= Trecho citado =

-------

Leia entrevista com Saulo Pereira de Mello, organizador dos "Diários" e diretor do Arquivo Mário Peixoto


da Equipe de Articulistas

Saulo Pereira de Mello, que conviveu com Mário Peixoto por mais de 40 anos, é o principal guardião da obra do artista. Realizou nos anos 70, ao lado de Plínio Sussekind Rocha, a restauração de "Limite", que salvou o filme do desaparecimento, e publicou em 1979 o roteiro fotográfico do filme, plano a plano.
Além de ser a maior autoridade crítica sobre a obra do cineasta, Pereira de Mello dirige o Arquivo Mário Peixoto, no Rio, desde sua fundação, em 1996. O arquivo funciona numa sala da Videofilmes, produtora do cineasta Walter Salles, que mantém financeiramente a instituição.
Todo o material escrito e iconográfico deixado por Mário Peixoto está recolhido no arquivo, depois de ter sido confiado a Saulo Pereira de Mello pelo filho do cineasta.
A proposta do arquivo, além de manter esse acervo -livros, cartas, fotos etc.-, é ampliar a documentação por meio de uma "pesquisa ativa", seja gravando depoimentos de pessoas que tiveram alguma relação com Mário Peixoto, seja recolhendo material disperso pelo Brasil e pelo exterior.

-------

= Material de origem =

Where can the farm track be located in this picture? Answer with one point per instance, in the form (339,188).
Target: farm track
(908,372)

-------

= Instrução =
Atualize o trecho sobre o Arquivo Mário Peixoto: reescreva-o entre "Além de ser" e "financeiramente a instituição.", inclusive, substituindo "instituição" por "entidade".

= Resposta =
Além de ser a maior autoridade crítica sobre a obra do cineasta, Pereira de Mello dirige o Arquivo Mário Peixoto, no Rio, desde sua fundação, em 1996. O arquivo funciona numa sala da Videofilmes, produtora do cineasta Walter Salles, que mantém financeiramente a entidade.